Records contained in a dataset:
=== Section Start ===
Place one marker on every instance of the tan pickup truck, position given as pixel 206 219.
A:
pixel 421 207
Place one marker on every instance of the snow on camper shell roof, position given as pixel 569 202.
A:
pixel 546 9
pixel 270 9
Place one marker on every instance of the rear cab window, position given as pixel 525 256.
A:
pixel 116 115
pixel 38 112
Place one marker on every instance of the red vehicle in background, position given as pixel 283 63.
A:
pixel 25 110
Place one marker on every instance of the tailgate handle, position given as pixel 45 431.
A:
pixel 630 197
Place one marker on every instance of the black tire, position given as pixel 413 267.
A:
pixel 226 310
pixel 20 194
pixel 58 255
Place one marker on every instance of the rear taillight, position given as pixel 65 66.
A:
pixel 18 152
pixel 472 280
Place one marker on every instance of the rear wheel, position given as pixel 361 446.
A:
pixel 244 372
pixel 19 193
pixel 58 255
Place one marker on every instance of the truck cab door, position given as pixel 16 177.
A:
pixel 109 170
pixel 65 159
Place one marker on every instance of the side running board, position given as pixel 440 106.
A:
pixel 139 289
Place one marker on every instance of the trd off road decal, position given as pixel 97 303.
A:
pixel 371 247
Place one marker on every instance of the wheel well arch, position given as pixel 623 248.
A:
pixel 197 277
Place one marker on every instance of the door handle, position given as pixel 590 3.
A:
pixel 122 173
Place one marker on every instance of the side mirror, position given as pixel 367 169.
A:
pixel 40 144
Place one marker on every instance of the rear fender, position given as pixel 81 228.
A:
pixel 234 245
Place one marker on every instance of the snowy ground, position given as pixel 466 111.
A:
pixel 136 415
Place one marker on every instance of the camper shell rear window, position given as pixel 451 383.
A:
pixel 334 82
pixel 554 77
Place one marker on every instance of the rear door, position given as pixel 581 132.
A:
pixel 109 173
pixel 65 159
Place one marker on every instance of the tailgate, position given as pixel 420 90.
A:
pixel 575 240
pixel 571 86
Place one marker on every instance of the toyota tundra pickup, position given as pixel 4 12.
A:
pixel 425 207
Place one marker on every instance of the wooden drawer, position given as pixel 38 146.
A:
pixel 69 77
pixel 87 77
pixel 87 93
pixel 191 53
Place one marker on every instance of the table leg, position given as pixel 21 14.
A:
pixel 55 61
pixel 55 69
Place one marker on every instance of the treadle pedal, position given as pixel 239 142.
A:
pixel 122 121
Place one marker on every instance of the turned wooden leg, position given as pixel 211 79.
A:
=== Section End ===
Directions: Could you set down, word for word, only the lines above from the line with "pixel 45 431." to the line with "Place one marker on every instance of the tailgate, position", including both?

Result of the exercise:
Place one marker on every instance of the tailgate handle, position given as pixel 45 431.
A:
pixel 630 197
Place one marker on every instance of the black tire, position given as pixel 413 267.
A:
pixel 226 310
pixel 20 194
pixel 58 255
Place one marker on every instance of the rear taillight, position given as pixel 65 66.
A:
pixel 18 152
pixel 472 280
Place one marker on every instance of the rear wheel, position given as pixel 361 446.
A:
pixel 244 372
pixel 19 193
pixel 58 255
Place one marker on every instance of the truck cab door, position given as pixel 16 177.
A:
pixel 109 170
pixel 65 159
Place one marker on every instance of the side running board, position given as pixel 440 106.
A:
pixel 139 289
Place one marker on every instance of the trd off road decal, position given as pixel 97 303.
A:
pixel 371 247
Place one marker on every instance of the wheel well arch, position given as pixel 623 248.
A:
pixel 197 277
Place one marker on every instance of the door handle, position given as pixel 590 3.
A:
pixel 122 173
Place one marker on every instance of the side mirror, position given as pixel 367 169.
A:
pixel 40 144
Place one marker on every instance of the rear fender, position given as pixel 81 228.
A:
pixel 234 245
Place one marker on every instance of the snowy ground, position given as pixel 466 111.
A:
pixel 136 415
Place one marker on every instance of the camper shell rear window, position given as pixel 451 383.
A:
pixel 334 82
pixel 554 77
Place one marker on every instance of the rear door, position given as pixel 581 132.
A:
pixel 109 173
pixel 65 159
Place one marker on every instance of the tailgate, position given as pixel 420 90.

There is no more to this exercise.